-- What you need to do --
- A) Reproduce word for word the part of the checkpoint testing page from "Continue from the" to "comprehensive test suite.".
- B) According to the checkpoint testing page, how often does the initial training run save checkpoints?
- C) Write what comes next in the checkpoint testing page, picking up after its final sentence.

-- Selected passage --

----------------------------------------

Skip to content

Checkpoint Testing Project

This project demonstrates the new optimizer and learning rate scheduler checkpoint functionality in Forgather.

Features

  • Optimizer State Checkpointing: Save and restore optimizer state including momentum and other parameter-specific state
  • LR Scheduler State Checkpointing: Maintain learning rate schedules across training interruptions
  • Automatic Checkpoint Discovery: Find the most recent checkpoint by modification time
  • Robust Resume Logic: Handle multiple training sessions with out-of-order checkpoint names

Project Structure

checkpointing/
├── README.md
├── meta.yaml                    # Project metadata
├── project_index.ipynb          # Interactive demo and documentation
└── templates/
    ├── project.yaml            # Base project configuration
    └── configs/
        ├── train.yaml          # Initial training with checkpointing
        └── resume.yaml         # Resume from latest checkpoint

Quick Start

1. Initial Training

Train a model with checkpointing enabled:

cd examples/tiny_experiments/checkpointing
python ../../../bin/forgather -t train.yaml train -d 0

This should: - Train for 500 steps (currently using full epoch due to configuration inheritance) - Save checkpoints every 100 steps - Save optimizer and scheduler state with each checkpoint

2. Resume Training

Continue from the latest checkpoint:

python ../../../bin/forgather -t resume.yaml train -d 0

This should: - Automatically find the latest checkpoint - Restore model, optimizer, and scheduler state - Continue training from step 500 to 800

Current Status

The checkpoint functionality has been successfully implemented and tested with unit tests, but the project configuration needs refinement to properly override the inherited training settings. The core checkpoint features work as demonstrated by the comprehensive test suite.

----------------------------------------

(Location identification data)
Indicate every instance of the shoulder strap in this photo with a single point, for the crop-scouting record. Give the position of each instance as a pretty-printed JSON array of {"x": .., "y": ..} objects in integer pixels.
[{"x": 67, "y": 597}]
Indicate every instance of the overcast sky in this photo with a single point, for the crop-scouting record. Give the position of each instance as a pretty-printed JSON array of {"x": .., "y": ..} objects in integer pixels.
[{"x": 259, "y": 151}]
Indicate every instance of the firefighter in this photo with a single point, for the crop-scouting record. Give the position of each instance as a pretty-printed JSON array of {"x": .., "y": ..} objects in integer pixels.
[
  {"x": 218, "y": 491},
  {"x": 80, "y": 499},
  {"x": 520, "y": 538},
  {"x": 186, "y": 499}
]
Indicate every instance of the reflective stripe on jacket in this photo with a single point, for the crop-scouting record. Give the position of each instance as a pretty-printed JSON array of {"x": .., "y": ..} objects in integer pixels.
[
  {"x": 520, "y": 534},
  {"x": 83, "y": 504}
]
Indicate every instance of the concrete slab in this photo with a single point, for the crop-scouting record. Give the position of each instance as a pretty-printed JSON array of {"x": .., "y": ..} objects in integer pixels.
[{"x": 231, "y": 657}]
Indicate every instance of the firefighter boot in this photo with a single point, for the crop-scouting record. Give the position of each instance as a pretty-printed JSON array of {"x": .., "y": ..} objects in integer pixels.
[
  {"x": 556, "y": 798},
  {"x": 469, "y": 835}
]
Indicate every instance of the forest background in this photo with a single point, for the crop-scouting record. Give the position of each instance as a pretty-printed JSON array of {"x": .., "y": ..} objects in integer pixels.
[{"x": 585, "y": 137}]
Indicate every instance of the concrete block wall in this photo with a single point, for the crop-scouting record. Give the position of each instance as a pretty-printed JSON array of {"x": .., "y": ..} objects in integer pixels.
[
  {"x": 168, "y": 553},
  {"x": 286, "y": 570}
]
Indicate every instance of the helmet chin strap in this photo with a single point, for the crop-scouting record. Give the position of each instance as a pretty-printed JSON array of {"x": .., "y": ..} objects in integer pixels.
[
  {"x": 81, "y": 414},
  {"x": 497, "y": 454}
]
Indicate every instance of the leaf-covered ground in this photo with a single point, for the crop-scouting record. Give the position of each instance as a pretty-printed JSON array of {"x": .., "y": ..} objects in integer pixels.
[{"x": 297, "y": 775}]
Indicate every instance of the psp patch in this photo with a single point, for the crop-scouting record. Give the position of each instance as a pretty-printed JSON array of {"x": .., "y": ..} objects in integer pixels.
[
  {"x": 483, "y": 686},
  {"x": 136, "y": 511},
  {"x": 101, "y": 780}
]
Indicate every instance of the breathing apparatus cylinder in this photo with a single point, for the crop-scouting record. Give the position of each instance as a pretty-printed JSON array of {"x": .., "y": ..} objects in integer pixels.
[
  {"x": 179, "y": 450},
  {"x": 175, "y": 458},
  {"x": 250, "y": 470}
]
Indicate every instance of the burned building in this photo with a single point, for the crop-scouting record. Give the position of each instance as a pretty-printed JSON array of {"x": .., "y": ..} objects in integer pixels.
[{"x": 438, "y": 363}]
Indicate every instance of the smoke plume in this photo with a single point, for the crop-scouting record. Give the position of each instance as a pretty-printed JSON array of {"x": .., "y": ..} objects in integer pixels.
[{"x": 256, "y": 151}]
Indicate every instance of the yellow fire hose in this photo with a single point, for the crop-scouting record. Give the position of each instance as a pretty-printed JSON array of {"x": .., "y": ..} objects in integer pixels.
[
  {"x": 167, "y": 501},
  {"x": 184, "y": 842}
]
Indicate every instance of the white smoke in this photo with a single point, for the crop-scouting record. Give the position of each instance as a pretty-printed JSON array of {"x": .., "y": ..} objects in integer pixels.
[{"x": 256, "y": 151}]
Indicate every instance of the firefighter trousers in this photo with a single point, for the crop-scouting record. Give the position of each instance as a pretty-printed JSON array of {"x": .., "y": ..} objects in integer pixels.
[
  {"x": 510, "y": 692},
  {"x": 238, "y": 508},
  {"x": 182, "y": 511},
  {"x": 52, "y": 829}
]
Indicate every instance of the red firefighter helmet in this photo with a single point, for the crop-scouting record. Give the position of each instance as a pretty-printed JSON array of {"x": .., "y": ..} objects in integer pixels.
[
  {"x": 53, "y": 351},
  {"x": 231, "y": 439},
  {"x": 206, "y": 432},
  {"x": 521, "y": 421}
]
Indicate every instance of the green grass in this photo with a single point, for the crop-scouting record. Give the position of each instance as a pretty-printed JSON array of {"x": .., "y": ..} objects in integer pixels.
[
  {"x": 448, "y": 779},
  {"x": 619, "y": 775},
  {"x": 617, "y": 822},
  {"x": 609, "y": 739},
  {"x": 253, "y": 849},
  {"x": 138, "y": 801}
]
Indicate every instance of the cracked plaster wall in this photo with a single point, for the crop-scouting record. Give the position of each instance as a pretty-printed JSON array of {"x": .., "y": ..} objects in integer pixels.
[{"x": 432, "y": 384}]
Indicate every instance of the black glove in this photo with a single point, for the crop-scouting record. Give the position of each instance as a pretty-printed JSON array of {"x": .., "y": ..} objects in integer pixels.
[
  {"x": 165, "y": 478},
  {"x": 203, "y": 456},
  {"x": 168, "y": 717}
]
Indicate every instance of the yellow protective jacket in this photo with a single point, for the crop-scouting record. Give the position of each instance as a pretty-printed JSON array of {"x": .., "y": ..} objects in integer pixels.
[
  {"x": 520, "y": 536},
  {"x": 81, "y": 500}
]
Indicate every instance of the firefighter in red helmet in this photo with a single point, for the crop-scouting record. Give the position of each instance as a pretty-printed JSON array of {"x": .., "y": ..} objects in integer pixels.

----------------------------------------

-- Outputs by task --
- A)
Continue from the latest checkpoint:

python ../../../bin/forgather -t resume.yaml train -d 0

This should: - Automatically find the latest checkpoint - Restore model, optimizer, and scheduler state - Continue training from step 500 to 800

Current Status

The checkpoint functionality has been successfully implemented and tested with unit tests, but the project configuration needs refinement to properly override the inherited training settings. The core checkpoint features work as demonstrated by the comprehensive test suite.

- B) Every 100 steps.

- C)
Configuration Options

The checkpoint functionality is controlled by these training arguments:

Option Description Default
save_optimizer_state Save optimizer state in checkpoints true
save_scheduler_state Save LR scheduler state in checkpoints true
restore_optimizer_state Restore optimizer state when resuming true
restore_scheduler_state Restore scheduler state when resuming true
resume_from_checkpoint true (auto-find) or path string false
save_total_limit Maximum checkpoints to keep 3

Implementation Details

Checkpoint Discovery

  • Uses file modification time rather than step numbers
  • Robust across multiple training sessions
  • Validates checkpoints before selection

State Management

  • Optimizer state includes momentum, variance estimates, etc.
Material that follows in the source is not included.